_What to produce_: Each entry in the block below needs to be copied out exactly.

-- Records for processing follows --

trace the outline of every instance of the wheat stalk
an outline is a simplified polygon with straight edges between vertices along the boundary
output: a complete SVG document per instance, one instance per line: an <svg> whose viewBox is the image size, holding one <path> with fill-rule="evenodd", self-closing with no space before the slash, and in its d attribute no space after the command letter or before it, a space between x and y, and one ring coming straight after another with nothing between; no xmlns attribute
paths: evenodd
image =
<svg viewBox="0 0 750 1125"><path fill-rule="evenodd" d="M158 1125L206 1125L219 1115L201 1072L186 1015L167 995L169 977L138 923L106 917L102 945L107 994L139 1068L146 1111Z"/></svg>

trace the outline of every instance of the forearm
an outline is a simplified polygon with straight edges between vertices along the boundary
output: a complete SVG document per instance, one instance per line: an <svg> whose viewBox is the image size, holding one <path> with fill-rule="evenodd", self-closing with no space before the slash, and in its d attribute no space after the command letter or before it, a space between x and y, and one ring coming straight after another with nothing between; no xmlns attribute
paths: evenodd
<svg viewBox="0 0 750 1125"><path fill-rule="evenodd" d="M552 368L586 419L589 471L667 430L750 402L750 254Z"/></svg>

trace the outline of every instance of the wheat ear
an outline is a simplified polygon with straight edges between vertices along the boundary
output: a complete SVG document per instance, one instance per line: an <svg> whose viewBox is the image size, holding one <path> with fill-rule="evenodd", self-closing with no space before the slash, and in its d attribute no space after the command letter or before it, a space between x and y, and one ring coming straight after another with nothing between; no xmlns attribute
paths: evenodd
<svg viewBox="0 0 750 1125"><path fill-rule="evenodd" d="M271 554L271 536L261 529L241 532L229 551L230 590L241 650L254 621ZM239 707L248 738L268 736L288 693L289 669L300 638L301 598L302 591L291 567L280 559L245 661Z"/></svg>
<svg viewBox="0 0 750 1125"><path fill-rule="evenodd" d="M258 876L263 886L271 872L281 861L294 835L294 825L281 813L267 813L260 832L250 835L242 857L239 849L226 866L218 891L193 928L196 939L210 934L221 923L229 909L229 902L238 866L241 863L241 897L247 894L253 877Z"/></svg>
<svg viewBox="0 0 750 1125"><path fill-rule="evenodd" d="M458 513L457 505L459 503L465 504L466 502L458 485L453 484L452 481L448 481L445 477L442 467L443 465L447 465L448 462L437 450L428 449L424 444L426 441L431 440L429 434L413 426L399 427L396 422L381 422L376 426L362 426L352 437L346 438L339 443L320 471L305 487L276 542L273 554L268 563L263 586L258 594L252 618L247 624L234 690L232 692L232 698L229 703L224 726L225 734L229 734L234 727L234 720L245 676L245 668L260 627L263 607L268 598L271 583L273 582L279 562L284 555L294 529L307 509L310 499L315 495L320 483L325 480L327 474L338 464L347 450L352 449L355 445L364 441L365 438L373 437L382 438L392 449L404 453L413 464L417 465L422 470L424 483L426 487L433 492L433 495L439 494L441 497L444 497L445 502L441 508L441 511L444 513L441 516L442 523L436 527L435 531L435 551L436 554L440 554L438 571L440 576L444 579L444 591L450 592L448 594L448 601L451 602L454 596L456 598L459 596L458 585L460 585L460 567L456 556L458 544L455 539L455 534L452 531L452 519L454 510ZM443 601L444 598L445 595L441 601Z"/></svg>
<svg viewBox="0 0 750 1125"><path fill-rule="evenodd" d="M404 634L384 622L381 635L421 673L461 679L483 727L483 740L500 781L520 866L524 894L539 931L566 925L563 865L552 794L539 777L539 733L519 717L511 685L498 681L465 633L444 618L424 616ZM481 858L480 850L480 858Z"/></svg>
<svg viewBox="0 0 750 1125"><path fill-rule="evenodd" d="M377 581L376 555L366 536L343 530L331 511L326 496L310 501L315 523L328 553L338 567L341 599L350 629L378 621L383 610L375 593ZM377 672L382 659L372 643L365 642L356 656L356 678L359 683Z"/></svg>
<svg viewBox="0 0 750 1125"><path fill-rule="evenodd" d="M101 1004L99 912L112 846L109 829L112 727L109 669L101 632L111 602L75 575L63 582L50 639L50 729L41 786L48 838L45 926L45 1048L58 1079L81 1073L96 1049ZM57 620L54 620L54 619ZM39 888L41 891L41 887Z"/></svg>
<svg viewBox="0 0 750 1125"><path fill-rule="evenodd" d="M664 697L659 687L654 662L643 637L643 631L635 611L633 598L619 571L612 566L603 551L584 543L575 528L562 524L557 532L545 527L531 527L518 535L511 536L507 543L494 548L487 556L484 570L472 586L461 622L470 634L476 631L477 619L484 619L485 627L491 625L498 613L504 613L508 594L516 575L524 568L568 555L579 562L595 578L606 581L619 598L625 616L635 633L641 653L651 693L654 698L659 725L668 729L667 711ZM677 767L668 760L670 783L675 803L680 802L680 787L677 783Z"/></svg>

-- Records for processing concluded --

_Solved problem_:
trace the outline of every instance of the wheat stalk
an outline is a simplified polygon with straight edges between vertices along the boundary
output: a complete SVG document per instance, one instance per line: an <svg> whose viewBox is the image size, holding one <path> with fill-rule="evenodd", self-closing with no space before the slash, and in its d attribute no space after the command letter or before it, a space between x and y, and one ring coming straight after another with nothing between; no xmlns attribute
paths: evenodd
image =
<svg viewBox="0 0 750 1125"><path fill-rule="evenodd" d="M158 1125L206 1125L219 1115L201 1072L186 1015L167 995L169 977L138 923L106 917L102 945L107 994L139 1068L146 1111Z"/></svg>

trace the outline of every instance of the forearm
an outline is a simplified polygon with straight edges between vertices along the boundary
output: a complete SVG document per instance, one instance per line: an <svg> whose viewBox is the image size, holding one <path> with fill-rule="evenodd", self-closing with no space before the slash, and in its d attribute no space after the command letter or before it, a space between x and y, and one ring coming straight after another with nothing between; no xmlns attribute
paths: evenodd
<svg viewBox="0 0 750 1125"><path fill-rule="evenodd" d="M552 368L586 419L589 471L667 430L750 402L750 254Z"/></svg>

trace the outline of every instance of the wheat ear
an outline is a simplified polygon with straight edges between vertices along the boundary
output: a complete SVG document per instance, one instance per line: an <svg> whose viewBox is the image size, holding one <path> with fill-rule="evenodd", self-closing with no space before the slash, and in its d attribute no space after the command letter or before it, a space between x and y, and one ring coming straight after another with nothing between; no xmlns attribute
paths: evenodd
<svg viewBox="0 0 750 1125"><path fill-rule="evenodd" d="M271 554L271 536L261 529L241 532L229 551L230 590L241 650L254 621ZM239 707L248 738L268 736L288 693L289 669L300 638L301 598L302 591L291 567L280 559L245 661Z"/></svg>
<svg viewBox="0 0 750 1125"><path fill-rule="evenodd" d="M258 876L263 886L271 872L281 861L294 835L294 825L281 813L267 813L260 832L250 835L242 857L239 849L226 866L218 891L193 928L196 939L210 934L221 923L229 909L229 902L238 866L241 863L241 897L247 894L253 877Z"/></svg>
<svg viewBox="0 0 750 1125"><path fill-rule="evenodd" d="M458 513L457 505L459 503L465 504L466 502L458 485L453 484L452 481L448 481L445 477L442 467L443 465L447 465L448 462L437 450L428 449L424 444L426 441L431 440L429 434L413 426L399 427L396 422L381 422L376 426L362 426L352 437L346 438L339 443L320 471L305 487L276 542L273 554L268 563L263 586L258 594L252 618L247 624L234 690L232 692L232 698L229 703L224 726L225 734L229 734L234 727L234 720L245 676L245 668L260 627L263 607L268 598L271 583L273 582L279 562L284 555L294 529L307 509L310 499L315 495L320 483L325 480L327 474L338 464L347 450L352 449L355 445L364 441L365 438L373 437L382 438L392 449L404 453L413 464L417 465L422 470L424 483L426 487L433 492L433 495L439 494L441 497L444 497L445 502L441 508L441 511L444 513L441 516L442 523L436 527L435 531L435 551L436 554L440 554L438 571L440 576L444 579L444 591L450 592L448 594L448 601L451 602L454 596L456 598L459 596L458 585L460 585L460 567L456 556L458 544L455 539L455 534L452 531L452 519L454 510ZM443 601L444 598L445 595L441 601Z"/></svg>
<svg viewBox="0 0 750 1125"><path fill-rule="evenodd" d="M404 634L384 622L381 635L421 673L461 679L483 727L483 740L500 781L520 866L524 894L539 931L566 925L563 865L552 794L539 777L539 733L519 717L511 685L498 681L465 633L444 618L424 616ZM481 858L480 850L480 858Z"/></svg>
<svg viewBox="0 0 750 1125"><path fill-rule="evenodd" d="M377 581L376 555L366 536L343 530L331 511L326 496L310 501L315 523L328 553L338 567L341 599L350 629L378 621L383 610L375 593ZM377 672L382 659L372 643L365 642L356 656L356 678L359 683Z"/></svg>
<svg viewBox="0 0 750 1125"><path fill-rule="evenodd" d="M101 1004L99 912L112 846L109 829L112 727L109 669L101 632L111 602L75 575L63 582L50 639L50 729L41 786L48 838L45 926L45 1048L58 1079L81 1073L96 1049ZM57 620L54 620L54 619ZM39 888L41 891L41 887Z"/></svg>
<svg viewBox="0 0 750 1125"><path fill-rule="evenodd" d="M664 697L659 687L654 662L643 637L643 631L635 611L633 598L619 571L612 566L603 551L584 543L575 528L562 524L557 532L545 527L531 527L518 535L511 536L507 543L494 548L487 556L484 570L472 586L461 622L470 634L476 631L477 619L484 619L485 627L491 625L498 613L504 613L508 594L516 575L524 568L568 555L579 562L595 578L606 581L619 598L625 616L635 633L641 653L651 693L654 698L659 725L668 729L667 711ZM677 767L668 760L670 783L675 803L680 802L680 787L677 783Z"/></svg>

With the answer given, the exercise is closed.